+++ Records

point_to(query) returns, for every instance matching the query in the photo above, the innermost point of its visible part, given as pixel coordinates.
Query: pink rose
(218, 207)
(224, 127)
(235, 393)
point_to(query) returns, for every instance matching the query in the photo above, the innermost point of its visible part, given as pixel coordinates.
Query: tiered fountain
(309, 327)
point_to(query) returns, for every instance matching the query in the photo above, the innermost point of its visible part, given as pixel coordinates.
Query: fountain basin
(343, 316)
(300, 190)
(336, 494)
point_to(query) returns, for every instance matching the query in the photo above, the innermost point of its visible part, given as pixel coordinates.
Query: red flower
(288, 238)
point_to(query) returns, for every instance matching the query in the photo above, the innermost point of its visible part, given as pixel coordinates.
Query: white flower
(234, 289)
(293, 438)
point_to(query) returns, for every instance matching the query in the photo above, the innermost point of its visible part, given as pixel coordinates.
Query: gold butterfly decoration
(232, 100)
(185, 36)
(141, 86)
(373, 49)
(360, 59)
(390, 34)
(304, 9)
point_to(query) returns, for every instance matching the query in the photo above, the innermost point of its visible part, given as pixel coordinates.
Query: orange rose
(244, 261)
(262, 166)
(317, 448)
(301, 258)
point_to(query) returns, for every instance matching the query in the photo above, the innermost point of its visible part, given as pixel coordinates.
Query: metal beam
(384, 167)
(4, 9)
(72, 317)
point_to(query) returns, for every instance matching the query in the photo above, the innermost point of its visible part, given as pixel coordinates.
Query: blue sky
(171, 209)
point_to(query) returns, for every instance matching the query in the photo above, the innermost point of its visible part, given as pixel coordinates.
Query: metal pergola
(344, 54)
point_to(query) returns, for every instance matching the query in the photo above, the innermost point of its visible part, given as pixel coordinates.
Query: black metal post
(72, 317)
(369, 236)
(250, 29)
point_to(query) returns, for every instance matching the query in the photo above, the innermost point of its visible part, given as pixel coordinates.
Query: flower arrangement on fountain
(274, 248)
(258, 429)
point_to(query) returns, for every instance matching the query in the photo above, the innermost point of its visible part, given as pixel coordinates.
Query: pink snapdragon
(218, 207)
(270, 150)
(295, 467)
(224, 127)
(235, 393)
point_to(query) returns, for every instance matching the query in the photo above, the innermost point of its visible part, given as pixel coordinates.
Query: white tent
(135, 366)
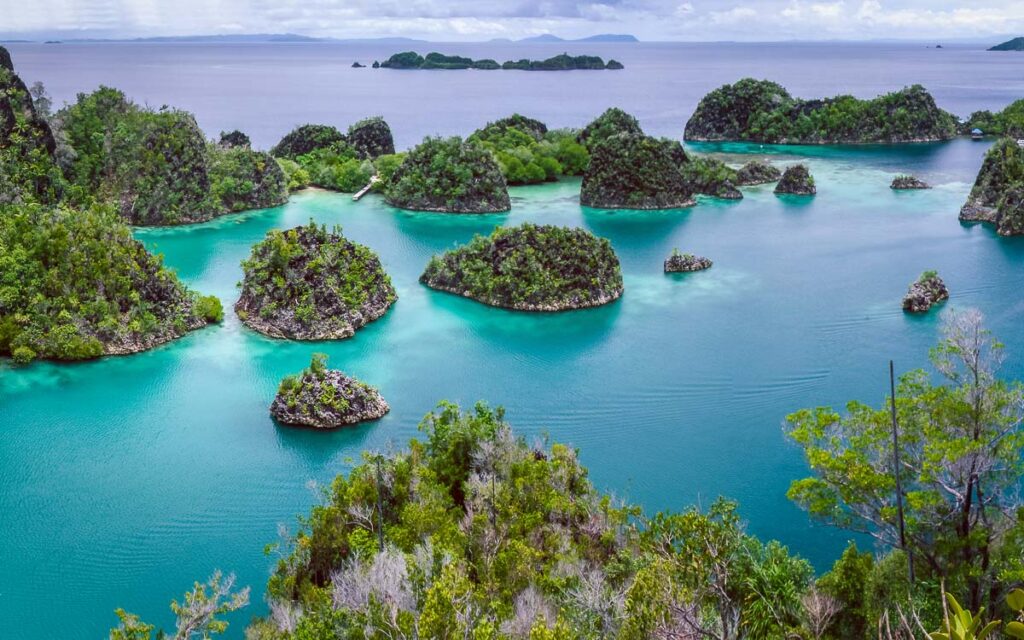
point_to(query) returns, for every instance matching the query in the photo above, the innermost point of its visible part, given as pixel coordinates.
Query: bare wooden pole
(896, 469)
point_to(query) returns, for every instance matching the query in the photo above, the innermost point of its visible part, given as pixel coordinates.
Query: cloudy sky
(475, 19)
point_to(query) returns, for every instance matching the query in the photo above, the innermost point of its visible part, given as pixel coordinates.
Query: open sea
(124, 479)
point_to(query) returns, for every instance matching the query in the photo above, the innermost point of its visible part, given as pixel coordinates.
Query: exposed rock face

++++++

The task
Gather every line in the records above that contains the word "pink".

Answer below
Query: pink rose
Query: pink snapdragon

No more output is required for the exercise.